■ WHAT IS NEEDED: Please find every line in the rows below that contains the word "query" and copy each of those lines. Matching is case-sensitive.
* begin *
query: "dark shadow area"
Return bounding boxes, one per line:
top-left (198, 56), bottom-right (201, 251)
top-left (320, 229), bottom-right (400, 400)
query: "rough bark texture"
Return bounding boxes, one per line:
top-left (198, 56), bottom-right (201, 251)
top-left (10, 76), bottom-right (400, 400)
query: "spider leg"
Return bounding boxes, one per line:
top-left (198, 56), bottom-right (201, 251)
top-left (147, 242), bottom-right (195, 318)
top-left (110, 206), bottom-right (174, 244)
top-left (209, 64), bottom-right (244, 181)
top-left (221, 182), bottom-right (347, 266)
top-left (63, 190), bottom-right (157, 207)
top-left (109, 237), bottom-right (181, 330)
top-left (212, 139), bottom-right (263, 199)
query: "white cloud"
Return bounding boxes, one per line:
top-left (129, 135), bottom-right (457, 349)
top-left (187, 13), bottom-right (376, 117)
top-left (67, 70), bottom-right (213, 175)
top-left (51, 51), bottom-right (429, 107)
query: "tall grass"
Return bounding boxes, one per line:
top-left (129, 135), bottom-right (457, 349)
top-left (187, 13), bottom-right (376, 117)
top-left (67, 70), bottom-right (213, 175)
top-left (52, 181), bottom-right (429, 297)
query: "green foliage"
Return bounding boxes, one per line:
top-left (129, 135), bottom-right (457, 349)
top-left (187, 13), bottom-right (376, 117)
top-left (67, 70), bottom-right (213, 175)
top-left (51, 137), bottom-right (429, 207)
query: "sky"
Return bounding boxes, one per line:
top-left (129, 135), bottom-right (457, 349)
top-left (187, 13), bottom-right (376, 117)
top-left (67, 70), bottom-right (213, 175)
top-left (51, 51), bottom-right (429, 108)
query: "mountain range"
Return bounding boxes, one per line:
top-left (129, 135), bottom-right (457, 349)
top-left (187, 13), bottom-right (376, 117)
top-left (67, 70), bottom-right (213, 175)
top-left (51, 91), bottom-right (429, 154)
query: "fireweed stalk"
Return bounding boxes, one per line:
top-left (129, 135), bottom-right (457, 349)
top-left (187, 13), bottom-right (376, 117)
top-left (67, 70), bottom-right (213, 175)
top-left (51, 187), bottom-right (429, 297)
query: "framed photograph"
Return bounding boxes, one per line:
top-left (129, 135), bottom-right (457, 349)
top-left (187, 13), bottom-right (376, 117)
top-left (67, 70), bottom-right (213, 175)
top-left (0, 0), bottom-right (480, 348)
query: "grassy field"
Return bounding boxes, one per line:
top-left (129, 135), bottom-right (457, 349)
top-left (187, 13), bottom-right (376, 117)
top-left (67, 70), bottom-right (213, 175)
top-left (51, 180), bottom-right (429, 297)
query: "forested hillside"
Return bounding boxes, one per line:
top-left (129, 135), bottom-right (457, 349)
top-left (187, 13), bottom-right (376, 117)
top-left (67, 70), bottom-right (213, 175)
* end *
■ TASK OUTPUT:
query: "dark shadow area"
query: "rough bark texture"
query: "spider leg"
query: "white cloud"
query: "tall grass"
query: "green foliage"
query: "sky"
query: "mountain range"
query: "fireweed stalk"
query: "framed photograph"
query: "grassy field"
query: "forested hillside"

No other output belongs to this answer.